* _Given request_
Scale the data below from the line with "query: tractor tire" up to and including the line with "[201,462,415,713]": give every one of those lines again, multiplying each bounding-box coordinate by 1.05 and rounding to whole numbers with halves rounded up. Leave all other text on those lines as it is, and return only those lines.

* _Input material_

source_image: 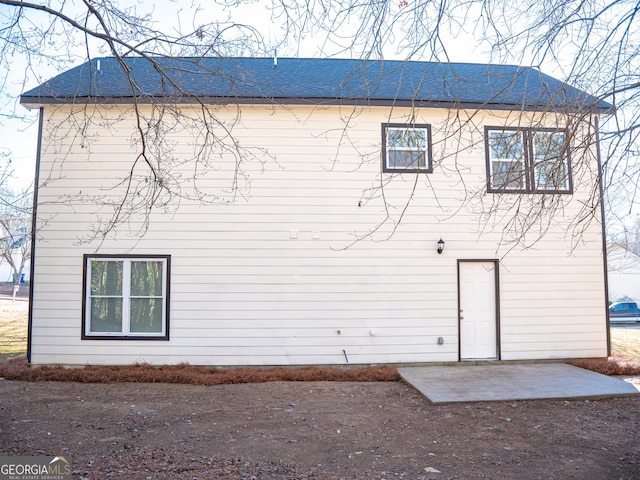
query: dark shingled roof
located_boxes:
[21,57,611,112]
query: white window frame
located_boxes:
[82,255,170,340]
[382,123,433,173]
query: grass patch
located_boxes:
[611,327,640,360]
[0,301,28,362]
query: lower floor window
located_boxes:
[83,255,170,340]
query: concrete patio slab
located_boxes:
[398,363,640,404]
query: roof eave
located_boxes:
[20,95,615,115]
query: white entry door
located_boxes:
[458,261,498,360]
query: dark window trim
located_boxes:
[484,126,573,195]
[382,123,433,173]
[81,254,171,341]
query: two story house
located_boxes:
[21,57,610,365]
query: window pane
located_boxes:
[387,154,426,168]
[387,128,427,150]
[90,298,122,332]
[533,132,569,190]
[130,298,163,333]
[91,260,122,296]
[491,161,524,190]
[131,261,163,297]
[489,132,524,161]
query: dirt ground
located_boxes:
[0,380,640,480]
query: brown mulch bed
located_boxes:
[567,353,640,375]
[0,357,400,385]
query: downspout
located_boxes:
[27,107,44,364]
[592,117,611,357]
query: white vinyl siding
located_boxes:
[32,105,606,365]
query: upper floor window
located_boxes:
[485,127,572,193]
[382,123,432,173]
[82,255,169,340]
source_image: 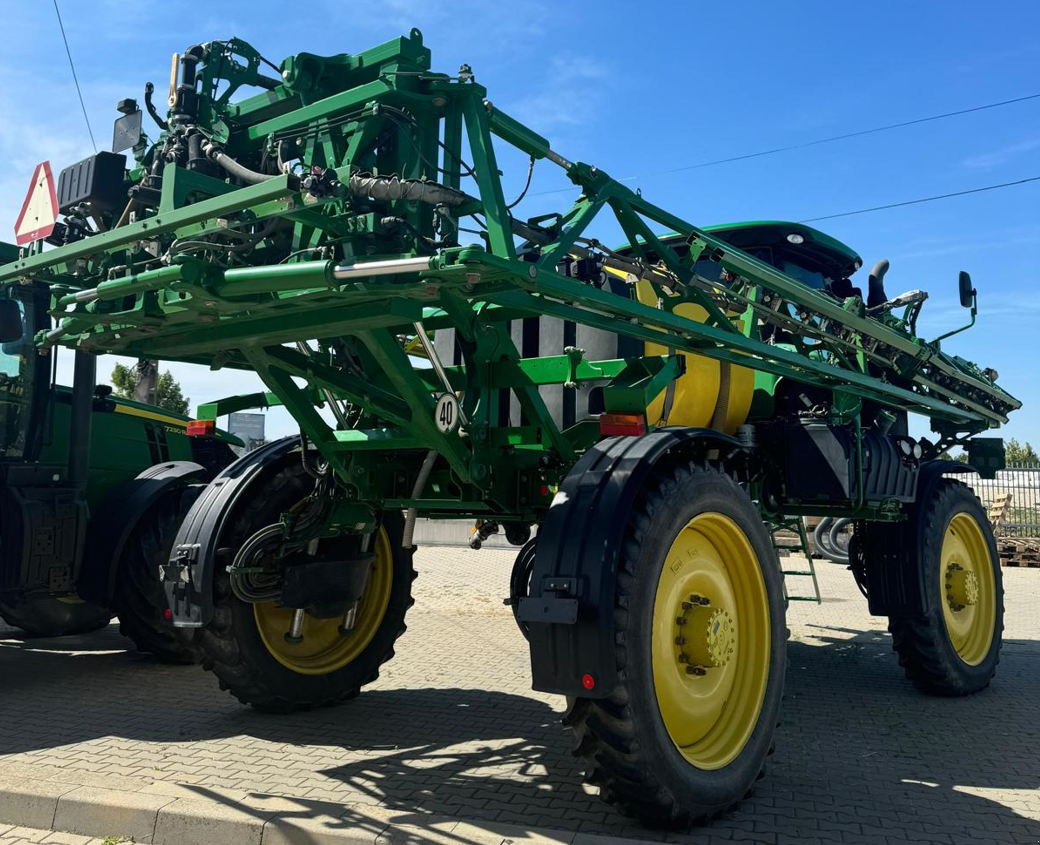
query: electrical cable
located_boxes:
[53,0,98,153]
[531,94,1040,197]
[799,176,1040,223]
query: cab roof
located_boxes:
[619,220,863,277]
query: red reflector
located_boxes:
[599,414,647,437]
[184,419,216,437]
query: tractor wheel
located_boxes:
[112,484,205,664]
[0,595,112,637]
[888,479,1004,695]
[201,461,415,713]
[566,465,786,827]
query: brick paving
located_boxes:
[0,548,1040,845]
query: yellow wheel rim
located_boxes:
[253,529,393,674]
[651,512,771,770]
[939,513,996,666]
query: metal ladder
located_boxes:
[770,517,824,605]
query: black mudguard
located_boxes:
[163,437,300,628]
[77,461,207,607]
[517,429,743,698]
[859,461,976,616]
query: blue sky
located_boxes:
[0,0,1040,444]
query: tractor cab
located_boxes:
[619,221,863,300]
[695,221,863,300]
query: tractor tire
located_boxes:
[201,458,415,713]
[112,484,205,665]
[0,595,112,637]
[565,464,787,828]
[888,479,1004,696]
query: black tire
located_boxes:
[112,484,205,664]
[565,465,787,828]
[888,479,1004,696]
[0,595,112,637]
[201,462,415,713]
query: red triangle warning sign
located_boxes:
[15,161,58,247]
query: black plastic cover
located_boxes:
[57,152,127,214]
[517,429,742,698]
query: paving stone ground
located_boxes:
[0,824,103,845]
[0,548,1040,845]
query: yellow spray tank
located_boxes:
[606,221,862,434]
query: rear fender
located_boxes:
[77,461,206,607]
[517,429,744,698]
[861,461,976,616]
[163,436,300,628]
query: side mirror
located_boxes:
[957,270,976,308]
[0,300,22,343]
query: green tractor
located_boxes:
[6,30,1020,826]
[0,257,237,662]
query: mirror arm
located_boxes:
[931,290,979,345]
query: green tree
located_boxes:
[112,363,190,414]
[1004,437,1040,464]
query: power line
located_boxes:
[531,94,1040,197]
[54,0,98,152]
[799,176,1040,223]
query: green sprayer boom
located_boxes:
[0,30,1019,821]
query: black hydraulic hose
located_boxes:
[812,516,849,564]
[347,173,476,206]
[145,82,170,130]
[204,145,298,190]
[827,517,852,562]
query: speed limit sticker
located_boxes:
[434,393,459,434]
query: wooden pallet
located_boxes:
[996,537,1040,569]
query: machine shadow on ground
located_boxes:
[0,625,1040,843]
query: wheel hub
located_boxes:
[675,593,736,676]
[945,563,979,612]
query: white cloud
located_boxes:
[959,136,1040,171]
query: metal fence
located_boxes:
[957,464,1040,537]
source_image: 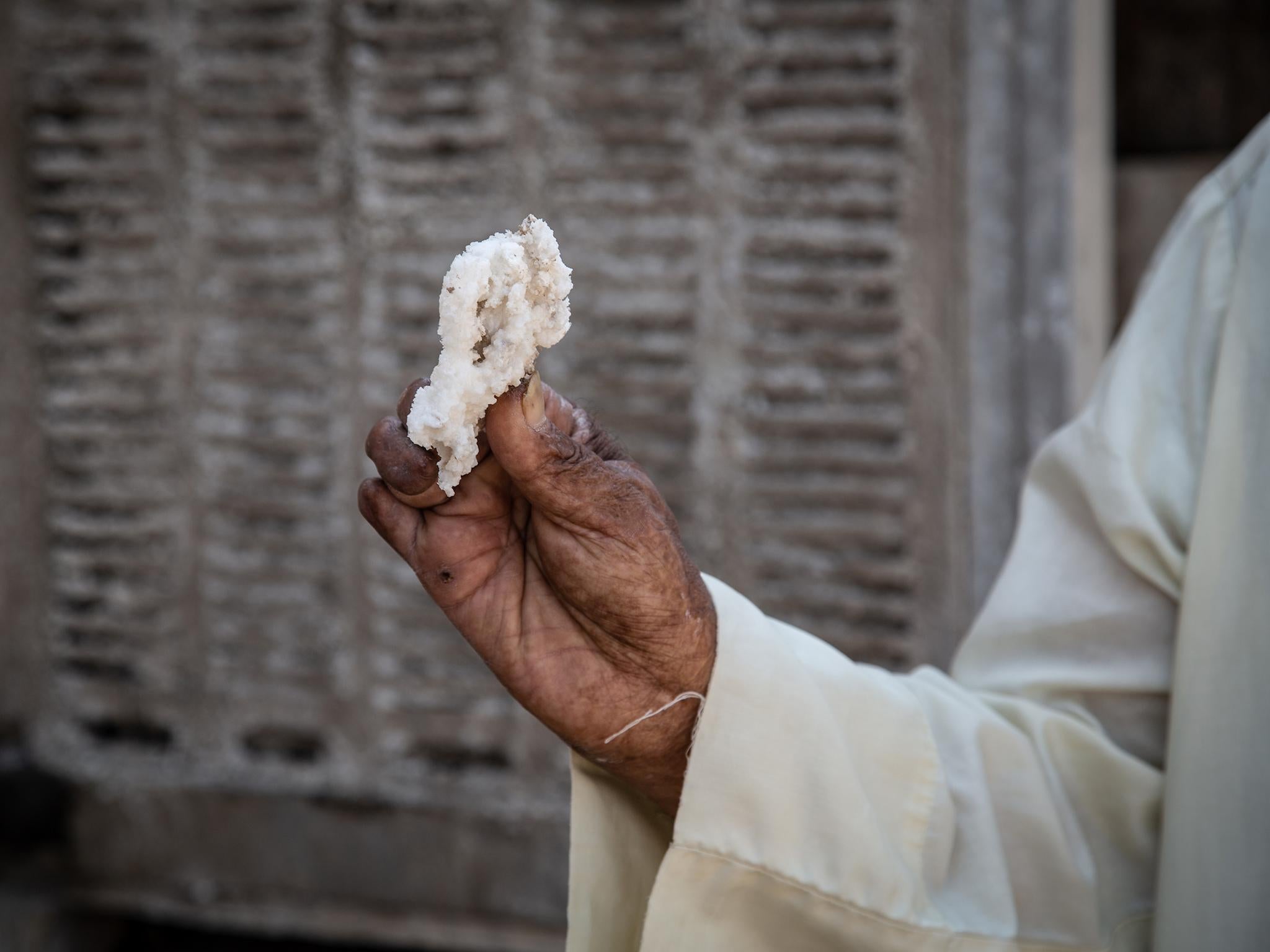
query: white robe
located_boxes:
[569,115,1270,952]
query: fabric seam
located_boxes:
[667,843,1153,952]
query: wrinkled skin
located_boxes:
[358,373,715,816]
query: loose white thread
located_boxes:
[605,690,706,749]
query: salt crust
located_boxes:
[406,214,573,496]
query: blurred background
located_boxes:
[0,0,1270,952]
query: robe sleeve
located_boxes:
[569,119,1240,952]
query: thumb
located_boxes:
[485,371,618,524]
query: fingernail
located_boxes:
[521,371,548,429]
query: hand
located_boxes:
[358,373,715,816]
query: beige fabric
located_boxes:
[569,125,1270,952]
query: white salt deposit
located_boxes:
[406,214,573,496]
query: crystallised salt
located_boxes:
[406,214,573,496]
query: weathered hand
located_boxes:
[358,373,715,815]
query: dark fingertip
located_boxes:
[366,416,437,496]
[357,478,383,529]
[397,377,432,426]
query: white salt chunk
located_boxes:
[405,214,573,496]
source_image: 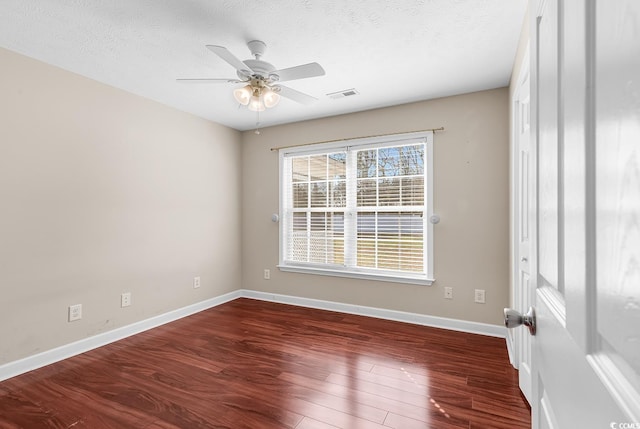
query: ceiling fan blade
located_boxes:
[176,78,244,83]
[276,85,318,104]
[272,63,325,82]
[206,45,253,75]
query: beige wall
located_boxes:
[242,88,509,324]
[0,49,242,364]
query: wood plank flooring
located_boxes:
[0,299,531,429]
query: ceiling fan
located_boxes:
[177,40,325,112]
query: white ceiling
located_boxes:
[0,0,527,130]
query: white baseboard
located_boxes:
[240,289,507,338]
[0,289,506,381]
[0,290,241,381]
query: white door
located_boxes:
[508,53,534,403]
[529,0,640,429]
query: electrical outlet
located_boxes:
[120,292,131,307]
[444,287,453,299]
[69,304,82,322]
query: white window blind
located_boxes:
[279,132,433,284]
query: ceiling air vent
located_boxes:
[327,88,360,99]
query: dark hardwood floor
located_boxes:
[0,299,530,429]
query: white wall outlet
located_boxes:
[444,287,453,299]
[120,292,131,307]
[69,304,82,322]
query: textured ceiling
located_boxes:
[0,0,527,130]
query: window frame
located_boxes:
[277,131,435,286]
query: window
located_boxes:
[279,131,433,284]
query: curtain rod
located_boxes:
[271,127,444,152]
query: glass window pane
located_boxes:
[293,183,309,208]
[357,179,378,207]
[356,149,378,178]
[309,155,327,181]
[327,152,347,180]
[329,180,347,207]
[400,177,424,206]
[311,182,327,207]
[378,178,400,206]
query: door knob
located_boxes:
[504,307,536,335]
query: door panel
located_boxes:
[538,0,558,288]
[509,41,533,403]
[530,0,640,428]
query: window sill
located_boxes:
[278,265,435,286]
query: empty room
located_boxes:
[0,0,640,429]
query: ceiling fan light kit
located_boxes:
[178,40,325,112]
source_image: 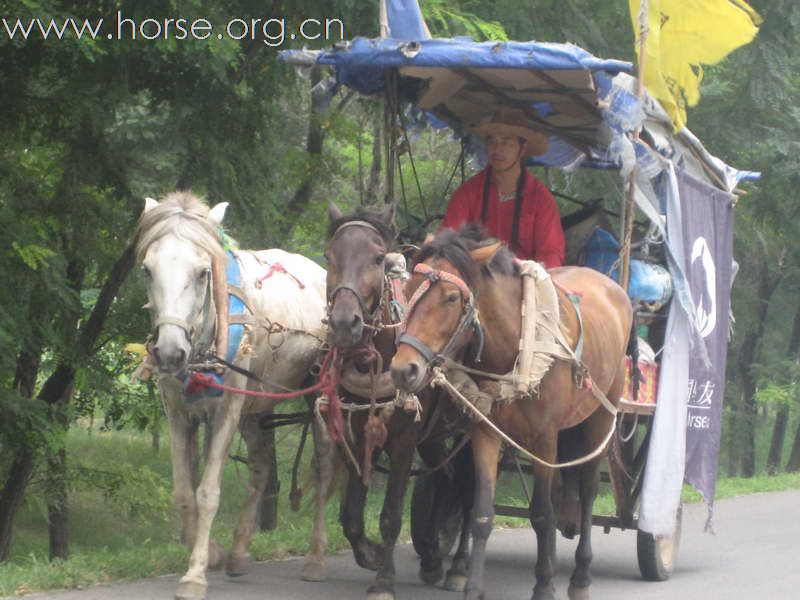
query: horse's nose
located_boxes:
[330,313,364,348]
[392,360,421,392]
[153,343,186,373]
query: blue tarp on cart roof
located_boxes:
[317,38,633,94]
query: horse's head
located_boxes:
[136,192,228,374]
[325,203,396,348]
[391,231,500,391]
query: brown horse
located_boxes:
[325,204,472,600]
[392,227,632,600]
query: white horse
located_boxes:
[136,192,335,600]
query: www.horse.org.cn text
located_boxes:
[0,11,345,47]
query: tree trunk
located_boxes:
[0,244,135,564]
[786,303,800,473]
[767,404,789,475]
[365,117,383,204]
[147,379,161,454]
[0,447,34,563]
[726,398,740,477]
[786,423,800,473]
[286,67,325,236]
[0,349,41,563]
[47,389,71,560]
[738,251,785,477]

* _Exercise answer_
query: tractor tire
located_boxes:
[211,481,436,749]
[118,508,215,698]
[0,625,118,669]
[593,487,826,869]
[932,503,1054,731]
query: black tire
located_boxes:
[118,508,215,697]
[593,488,826,869]
[932,503,1054,731]
[0,625,118,669]
[211,485,436,749]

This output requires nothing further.